Yapılacak iş:
Seçilmiş alıntıdaki şu cümleyi İngilizceye çevirin: «Geçtiğimiz haftalarda sendika.org’da yayımlanan “Kapitalizmin eşitsiz gelişimine karşı toplumsal muhalefetin eşitsiz gelişimi ya da sosyal cumhuriyette ‘yeni yaşam’ – I” başlıklı yazımda, AKP tarafından açılım olarak tanımlanan sürecin, Kürt coğrafyasında, ortaya çıkartılması düşünülen bir (kapitalist) genişlemenin / derinleşmenin önündeki politik ve sosyal engelleri tasfiye girişimi olarak değerlendirilmesi gerektiğini belirtmiştim.»

:: Seçilmiş alıntı

13 Nisan 2015 Pazartesi

Kapitalizmin eşitsiz gelişimine karşı toplumsal muhalefetin eşitsiz gelişimi ya da sosyal cumhuriyette “yeni yaşam” (II), www.sendika.org, 13 Nisan 2015

Tolga Tören

Geçtiğimiz haftalarda sendika.org’da yayımlanan “Kapitalizmin eşitsiz gelişimine karşı toplumsal muhalefetin eşitsiz gelişimi ya da sosyal cumhuriyette ‘yeni yaşam’ – I” başlıklı yazımda, AKP tarafından açılım olarak tanımlanan sürecin, Kürt coğrafyasında, ortaya çıkartılması düşünülen bir (kapitalist) genişlemenin / derinleşmenin önündeki politik ve sosyal engelleri tasfiye girişimi olarak değerlendirilmesi gerektiğini belirtmiştim.

::::
:: Sağlanan malzeme

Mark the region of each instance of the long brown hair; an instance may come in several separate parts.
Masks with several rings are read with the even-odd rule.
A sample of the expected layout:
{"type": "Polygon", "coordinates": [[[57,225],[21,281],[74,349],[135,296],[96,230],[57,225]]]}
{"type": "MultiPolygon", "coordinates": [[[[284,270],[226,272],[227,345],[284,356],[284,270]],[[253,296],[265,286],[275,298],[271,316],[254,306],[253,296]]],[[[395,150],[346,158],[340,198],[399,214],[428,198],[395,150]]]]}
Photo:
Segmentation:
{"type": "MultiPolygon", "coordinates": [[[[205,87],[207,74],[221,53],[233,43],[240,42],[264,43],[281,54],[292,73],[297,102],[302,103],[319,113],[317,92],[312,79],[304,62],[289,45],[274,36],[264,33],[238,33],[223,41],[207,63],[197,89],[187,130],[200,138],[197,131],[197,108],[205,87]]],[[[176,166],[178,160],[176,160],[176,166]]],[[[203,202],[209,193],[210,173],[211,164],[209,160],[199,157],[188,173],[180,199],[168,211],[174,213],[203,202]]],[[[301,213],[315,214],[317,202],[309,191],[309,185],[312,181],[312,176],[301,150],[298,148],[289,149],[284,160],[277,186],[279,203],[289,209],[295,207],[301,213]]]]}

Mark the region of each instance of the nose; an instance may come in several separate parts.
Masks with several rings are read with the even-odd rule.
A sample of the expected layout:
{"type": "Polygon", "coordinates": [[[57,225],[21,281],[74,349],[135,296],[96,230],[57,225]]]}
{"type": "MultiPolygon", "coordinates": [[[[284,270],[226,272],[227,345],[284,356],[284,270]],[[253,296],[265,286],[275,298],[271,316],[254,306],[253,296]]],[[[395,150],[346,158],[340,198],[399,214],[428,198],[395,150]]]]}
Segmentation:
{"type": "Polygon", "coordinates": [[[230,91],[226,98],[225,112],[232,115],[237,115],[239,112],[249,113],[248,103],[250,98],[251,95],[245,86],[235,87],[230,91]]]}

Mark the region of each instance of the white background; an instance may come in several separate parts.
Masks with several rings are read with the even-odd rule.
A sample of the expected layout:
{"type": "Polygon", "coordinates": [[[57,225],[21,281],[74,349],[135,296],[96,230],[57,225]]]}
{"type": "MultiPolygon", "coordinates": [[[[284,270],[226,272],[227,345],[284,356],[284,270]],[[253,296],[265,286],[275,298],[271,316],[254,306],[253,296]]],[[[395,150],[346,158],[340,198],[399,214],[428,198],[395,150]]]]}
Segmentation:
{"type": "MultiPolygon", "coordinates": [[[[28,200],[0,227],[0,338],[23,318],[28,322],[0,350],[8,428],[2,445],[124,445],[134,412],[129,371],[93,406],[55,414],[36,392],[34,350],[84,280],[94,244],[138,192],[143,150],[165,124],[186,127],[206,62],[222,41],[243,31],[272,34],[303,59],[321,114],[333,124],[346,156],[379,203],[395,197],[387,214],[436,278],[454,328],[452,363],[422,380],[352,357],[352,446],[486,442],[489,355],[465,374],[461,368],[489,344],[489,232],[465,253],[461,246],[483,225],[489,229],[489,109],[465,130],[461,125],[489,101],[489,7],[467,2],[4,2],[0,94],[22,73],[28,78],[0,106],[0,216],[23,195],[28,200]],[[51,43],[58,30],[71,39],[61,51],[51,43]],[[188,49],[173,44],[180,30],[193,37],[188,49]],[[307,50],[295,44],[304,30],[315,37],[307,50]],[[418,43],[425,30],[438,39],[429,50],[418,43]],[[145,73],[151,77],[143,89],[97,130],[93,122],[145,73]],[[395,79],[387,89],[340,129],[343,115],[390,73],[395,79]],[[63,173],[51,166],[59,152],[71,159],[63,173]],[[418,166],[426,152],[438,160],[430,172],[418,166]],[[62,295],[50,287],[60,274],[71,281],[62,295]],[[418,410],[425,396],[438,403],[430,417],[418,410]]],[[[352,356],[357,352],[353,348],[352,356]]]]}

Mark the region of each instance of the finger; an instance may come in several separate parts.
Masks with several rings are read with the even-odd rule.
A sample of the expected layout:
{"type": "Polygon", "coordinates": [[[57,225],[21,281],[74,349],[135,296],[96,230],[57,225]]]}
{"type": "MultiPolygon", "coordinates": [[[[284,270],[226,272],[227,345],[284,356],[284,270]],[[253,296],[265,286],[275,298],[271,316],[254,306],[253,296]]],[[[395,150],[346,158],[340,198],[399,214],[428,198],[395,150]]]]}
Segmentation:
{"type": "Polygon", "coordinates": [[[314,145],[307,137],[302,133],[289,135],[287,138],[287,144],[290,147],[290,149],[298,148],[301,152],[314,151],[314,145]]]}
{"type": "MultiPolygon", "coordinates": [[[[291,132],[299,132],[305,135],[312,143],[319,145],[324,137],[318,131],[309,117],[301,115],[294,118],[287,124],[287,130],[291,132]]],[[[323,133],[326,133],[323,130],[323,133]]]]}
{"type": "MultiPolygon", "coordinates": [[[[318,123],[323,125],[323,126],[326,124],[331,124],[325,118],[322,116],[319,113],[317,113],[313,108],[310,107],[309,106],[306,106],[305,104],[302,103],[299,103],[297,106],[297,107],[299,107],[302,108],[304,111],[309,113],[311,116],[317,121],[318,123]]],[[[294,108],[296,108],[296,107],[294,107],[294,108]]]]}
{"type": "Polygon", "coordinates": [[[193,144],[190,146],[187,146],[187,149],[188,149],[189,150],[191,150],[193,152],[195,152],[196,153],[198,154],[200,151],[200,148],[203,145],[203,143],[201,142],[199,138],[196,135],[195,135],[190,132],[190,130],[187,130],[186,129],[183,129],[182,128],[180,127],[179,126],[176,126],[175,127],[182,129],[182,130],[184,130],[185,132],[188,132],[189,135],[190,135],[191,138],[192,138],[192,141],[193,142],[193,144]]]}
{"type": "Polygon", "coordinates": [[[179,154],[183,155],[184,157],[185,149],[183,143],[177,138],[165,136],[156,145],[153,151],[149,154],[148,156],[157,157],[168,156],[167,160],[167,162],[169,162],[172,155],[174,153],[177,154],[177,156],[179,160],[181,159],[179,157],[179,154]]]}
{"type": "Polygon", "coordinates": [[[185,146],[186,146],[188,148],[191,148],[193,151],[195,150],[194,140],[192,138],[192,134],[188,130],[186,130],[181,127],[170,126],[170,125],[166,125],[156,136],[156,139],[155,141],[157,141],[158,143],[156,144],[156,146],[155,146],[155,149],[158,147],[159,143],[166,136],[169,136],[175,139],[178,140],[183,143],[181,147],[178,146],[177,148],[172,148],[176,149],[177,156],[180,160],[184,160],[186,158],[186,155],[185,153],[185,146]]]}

::::

Cevap alanı:
In my article titled “The Uneven Development of Social Opposition Against the Uneven Development of Capitalism, or the ‘New Life’ in the Social Republic – I,” published on sendika.org in recent weeks, I stated that the process defined by the AKP as an opening should be assessed as an attempt to eliminate the political and social obstacles standing in the way of a (capitalist) expansion / deepening envisioned to be brought about in the Kurdish geography.